• THE REQUEST
Restate the data exactly as given and keep the pictures out.

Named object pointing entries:
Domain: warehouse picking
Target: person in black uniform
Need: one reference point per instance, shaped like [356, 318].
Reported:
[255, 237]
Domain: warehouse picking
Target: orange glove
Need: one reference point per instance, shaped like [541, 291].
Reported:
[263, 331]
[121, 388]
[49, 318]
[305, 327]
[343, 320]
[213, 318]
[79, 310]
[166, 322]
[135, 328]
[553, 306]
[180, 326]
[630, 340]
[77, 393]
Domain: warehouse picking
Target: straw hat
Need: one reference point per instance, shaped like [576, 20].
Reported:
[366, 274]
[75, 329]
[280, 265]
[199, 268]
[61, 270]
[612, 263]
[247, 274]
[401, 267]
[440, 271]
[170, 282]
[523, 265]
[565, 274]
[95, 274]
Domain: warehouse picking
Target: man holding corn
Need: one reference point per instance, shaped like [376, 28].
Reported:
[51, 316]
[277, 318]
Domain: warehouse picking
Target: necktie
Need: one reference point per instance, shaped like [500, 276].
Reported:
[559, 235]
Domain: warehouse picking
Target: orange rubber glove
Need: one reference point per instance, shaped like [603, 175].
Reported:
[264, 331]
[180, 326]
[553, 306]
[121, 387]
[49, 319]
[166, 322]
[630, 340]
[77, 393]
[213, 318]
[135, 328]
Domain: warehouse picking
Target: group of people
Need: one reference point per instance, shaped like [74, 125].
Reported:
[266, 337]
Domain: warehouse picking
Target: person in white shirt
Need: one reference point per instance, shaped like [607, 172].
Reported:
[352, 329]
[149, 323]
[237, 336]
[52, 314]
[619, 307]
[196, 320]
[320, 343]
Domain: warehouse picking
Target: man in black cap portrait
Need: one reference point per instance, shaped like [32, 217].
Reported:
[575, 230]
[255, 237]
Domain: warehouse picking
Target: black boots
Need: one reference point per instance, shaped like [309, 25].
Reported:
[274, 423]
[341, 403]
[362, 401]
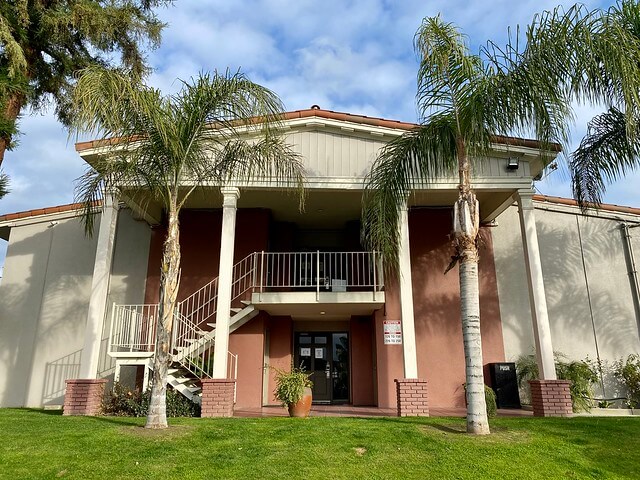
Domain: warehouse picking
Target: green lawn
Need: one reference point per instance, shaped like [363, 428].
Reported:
[44, 444]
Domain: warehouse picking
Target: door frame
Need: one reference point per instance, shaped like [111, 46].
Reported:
[329, 334]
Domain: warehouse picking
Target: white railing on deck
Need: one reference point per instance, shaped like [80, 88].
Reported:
[133, 327]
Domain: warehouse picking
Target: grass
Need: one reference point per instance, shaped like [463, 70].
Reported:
[44, 444]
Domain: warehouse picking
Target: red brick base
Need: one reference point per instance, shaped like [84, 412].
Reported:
[84, 397]
[551, 398]
[217, 397]
[412, 397]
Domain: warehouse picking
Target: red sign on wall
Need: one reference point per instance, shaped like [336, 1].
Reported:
[392, 332]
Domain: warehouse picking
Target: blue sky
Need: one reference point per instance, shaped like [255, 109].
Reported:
[353, 56]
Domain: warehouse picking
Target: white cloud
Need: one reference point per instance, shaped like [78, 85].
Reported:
[346, 55]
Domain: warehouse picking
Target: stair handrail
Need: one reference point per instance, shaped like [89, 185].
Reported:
[244, 275]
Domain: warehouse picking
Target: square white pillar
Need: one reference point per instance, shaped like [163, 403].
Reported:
[406, 299]
[99, 288]
[225, 280]
[537, 298]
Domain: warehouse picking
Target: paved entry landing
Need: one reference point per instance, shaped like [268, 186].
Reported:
[351, 411]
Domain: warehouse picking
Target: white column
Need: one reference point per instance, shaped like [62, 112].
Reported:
[99, 288]
[537, 298]
[406, 299]
[225, 280]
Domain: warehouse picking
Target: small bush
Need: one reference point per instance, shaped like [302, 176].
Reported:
[582, 374]
[290, 385]
[629, 373]
[490, 398]
[124, 402]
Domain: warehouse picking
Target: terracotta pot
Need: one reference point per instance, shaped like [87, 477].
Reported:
[302, 408]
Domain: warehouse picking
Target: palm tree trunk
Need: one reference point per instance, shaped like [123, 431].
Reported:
[169, 283]
[10, 114]
[466, 227]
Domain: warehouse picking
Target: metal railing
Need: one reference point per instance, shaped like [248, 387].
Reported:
[324, 271]
[133, 327]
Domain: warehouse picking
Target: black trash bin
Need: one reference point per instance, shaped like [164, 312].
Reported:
[505, 383]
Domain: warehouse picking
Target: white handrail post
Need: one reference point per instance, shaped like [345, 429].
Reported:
[317, 275]
[375, 277]
[261, 273]
[113, 309]
[255, 270]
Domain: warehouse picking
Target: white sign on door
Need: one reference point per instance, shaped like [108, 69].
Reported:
[392, 332]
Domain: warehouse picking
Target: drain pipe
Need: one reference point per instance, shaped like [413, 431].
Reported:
[593, 322]
[633, 271]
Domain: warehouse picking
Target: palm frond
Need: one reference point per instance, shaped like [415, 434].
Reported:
[412, 160]
[447, 69]
[4, 184]
[605, 154]
[219, 128]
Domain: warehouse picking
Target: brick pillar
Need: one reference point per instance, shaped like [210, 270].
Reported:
[551, 398]
[412, 397]
[217, 397]
[84, 397]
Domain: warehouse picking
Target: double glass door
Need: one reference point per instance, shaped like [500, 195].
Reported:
[326, 356]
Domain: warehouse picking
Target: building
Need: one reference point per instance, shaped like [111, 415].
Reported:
[302, 288]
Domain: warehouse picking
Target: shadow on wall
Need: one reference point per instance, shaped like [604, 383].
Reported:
[437, 306]
[572, 317]
[58, 371]
[43, 310]
[42, 306]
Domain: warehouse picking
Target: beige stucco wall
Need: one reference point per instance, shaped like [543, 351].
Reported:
[565, 237]
[44, 298]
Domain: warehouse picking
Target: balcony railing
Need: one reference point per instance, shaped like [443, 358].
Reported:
[133, 327]
[322, 271]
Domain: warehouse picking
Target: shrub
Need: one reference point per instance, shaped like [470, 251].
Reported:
[629, 373]
[582, 374]
[290, 385]
[490, 398]
[124, 402]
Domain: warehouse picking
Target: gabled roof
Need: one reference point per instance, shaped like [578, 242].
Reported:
[317, 112]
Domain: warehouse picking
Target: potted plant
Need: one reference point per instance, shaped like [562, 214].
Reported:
[293, 390]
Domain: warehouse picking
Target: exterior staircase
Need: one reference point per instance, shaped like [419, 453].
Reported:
[133, 327]
[133, 333]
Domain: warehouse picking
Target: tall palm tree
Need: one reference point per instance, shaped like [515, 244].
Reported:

• EXERCISE RESPONSE
Domain: warehouse picking
Target: person in black uniform
Need: one reference point per instance, shaped like [356, 318].
Reported:
[255, 237]
Domain: warehouse picking
Target: orange glove
Need: one reference point per instance, shaped like [541, 291].
Reported:
[263, 331]
[121, 388]
[49, 318]
[305, 327]
[343, 320]
[213, 318]
[79, 310]
[166, 322]
[135, 328]
[553, 306]
[180, 326]
[630, 340]
[77, 393]
Domain: warehouse picking
Target: straw hat
Need: one reference point per instance, shaped like [576, 20].
Reported:
[366, 274]
[75, 329]
[280, 265]
[199, 268]
[61, 270]
[612, 263]
[247, 274]
[401, 267]
[440, 271]
[170, 282]
[523, 265]
[565, 274]
[95, 274]
Domain: warehouse picking
Target: man holding corn
Need: one reference point per instance, shaped like [376, 28].
Reported:
[51, 316]
[277, 318]
Domain: warehouse picking
Target: necktie
Need: one reference point per instance, shaped like [500, 276].
Reported:
[559, 235]
Domain: warehouse picking
Target: orange rubber glove
Need: one reference point per instance, shaped like [603, 175].
Reported:
[264, 331]
[180, 326]
[553, 306]
[121, 387]
[49, 319]
[166, 322]
[630, 340]
[77, 393]
[213, 318]
[135, 328]
Domain: warehouse picking
Target: group of people
Need: one reference point per instance, shaped like [74, 125].
Reported:
[266, 337]
Domain: warehouse picking
Target: person in white shirt
Need: one reference point per instance, shaped like [607, 172].
Reported:
[352, 329]
[149, 323]
[237, 336]
[52, 314]
[619, 307]
[196, 320]
[320, 343]
Domain: warehouse picking
Target: man in black cap portrait
Need: one reference point per instance, shaped like [32, 217].
Reported:
[575, 230]
[255, 237]
Domain: warehouse picking
Target: black boots
Need: one reference point per instance, shaped like [309, 25].
Reported:
[274, 423]
[341, 403]
[362, 401]
Domain: warehouse picking
Target: green lawn
Need: one reference point per instance, shaped like [363, 428].
Reported:
[44, 444]
Domain: warehouse picking
Target: door frame
Need: one reference point per instance, shaped like [111, 46].
Reported:
[329, 334]
Domain: warehouse picking
Target: white railing on deck
Need: one reference point per instance, shaped like [80, 88].
Reported:
[133, 327]
Domain: warehouse picking
Target: grass
Need: one reference point per instance, shaped like [463, 70].
Reported:
[44, 444]
Domain: warehouse picking
Target: red brick base
Need: one reference point per instance, shaped like [84, 412].
Reported:
[84, 397]
[551, 398]
[217, 397]
[412, 397]
Domain: warehouse picking
Target: red sign on wall
Need: one reference point per instance, shaped like [336, 1].
Reported:
[392, 332]
Domain: warehouse picking
Target: blue sky
Need: one reference point per instance, shaped like [255, 109].
Reported:
[353, 56]
Domain: warehouse picking
Target: white cloud
Need: one reference point per instance, shaped like [78, 85].
Reported:
[346, 55]
Domain: warehouse picking
Target: stair handrail
Need: one reference point per instance, shaped like [89, 185].
Reported:
[244, 275]
Domain: warehouse picking
Target: square white pillar
Need: one reference point per instance, shaped like [163, 403].
Reported:
[406, 299]
[99, 288]
[225, 280]
[537, 298]
Domain: warehouse picking
Target: paved entry landing
Need: one reference point per instance, shaped like [268, 186].
Reported:
[351, 411]
Domain: warehouse picking
Target: white column
Need: one reference point per instance, shaped like [62, 112].
Reported:
[99, 288]
[537, 298]
[406, 299]
[225, 280]
Domain: warehouse picking
Target: small bush
Need: one reference point per instance, shaped like [302, 176].
Reported:
[582, 374]
[290, 385]
[629, 373]
[490, 398]
[124, 402]
Domain: warehouse picking
Target: terracotta pot
Need: one reference point per instance, shaped like [87, 477].
Reported:
[302, 408]
Domain: warehouse picking
Target: palm tree trunk
Need: one reference point per instance, shaped like [123, 431].
Reported:
[169, 283]
[10, 114]
[466, 227]
Domain: warehouse picking
Target: metal railing
Need: one reference point per instance, shaped like [248, 387].
Reported:
[324, 271]
[133, 327]
Domain: warehouse picking
Target: black trash bin
Need: one reference point per instance, shaped like [164, 312].
Reported:
[505, 383]
Domain: warehouse picking
Target: white handrail post
Need: one reference point per instance, shaped like [345, 429].
Reported:
[317, 275]
[375, 277]
[261, 273]
[113, 309]
[255, 270]
Domain: warehouse picking
Target: white sign on door
Need: one reference point per instance, shaped like [108, 69].
Reported:
[392, 332]
Domain: warehouse picking
Target: drain pipe
Need: one reference point per instance, shaped like [413, 431].
Reported:
[593, 322]
[633, 271]
Domain: warehouse picking
Target: palm frond
Need: one reference point per instance, shaped like [415, 434].
Reported:
[412, 160]
[447, 69]
[4, 184]
[605, 154]
[219, 128]
Domain: warehouse picking
Target: brick pillar
Need: one reference point per instance, shaped like [210, 270].
Reported:
[551, 398]
[412, 397]
[217, 397]
[84, 397]
Domain: warehouse picking
Target: double glass door
Need: one reference point per instance, shaped like [500, 195].
Reported:
[326, 356]
Domain: warehouse picking
Target: building
Need: one reference point per instance, shaped like [111, 415].
Reported:
[302, 288]
Domain: warehouse picking
Target: shadow on wall
Need: one reference point per instance, shaped like [604, 383].
Reported:
[437, 306]
[572, 317]
[58, 371]
[43, 310]
[42, 306]
Domain: warehouse picking
Target: beige stucco wall
Need: one reference point per instance, shaped like [543, 351].
Reported:
[565, 237]
[44, 298]
Domain: warehouse picking
Target: balcony railing
Need: one reference point per instance, shaped like [443, 358].
Reported:
[133, 327]
[322, 271]
Domain: warehouse picking
Target: shrub
Need: one reference point per instance, shaped like [470, 251].
Reported:
[629, 373]
[582, 374]
[290, 385]
[490, 398]
[124, 402]
Domain: warehouse picking
Target: gabled roof
Need: one reference point per instance, shaped like [578, 242].
Reported:
[317, 112]
Domain: warehouse picking
Target: potted plant
Need: one reference point per instance, shaped like [562, 214].
Reported:
[293, 390]
Domain: warehouse picking
Target: exterior staircase
Need: one reference point per instance, shaped like [419, 453].
Reported:
[133, 327]
[133, 333]
Domain: warehouse picking
Target: tall palm tree
Need: one reference point per instance, shaped like [515, 244].
Reported:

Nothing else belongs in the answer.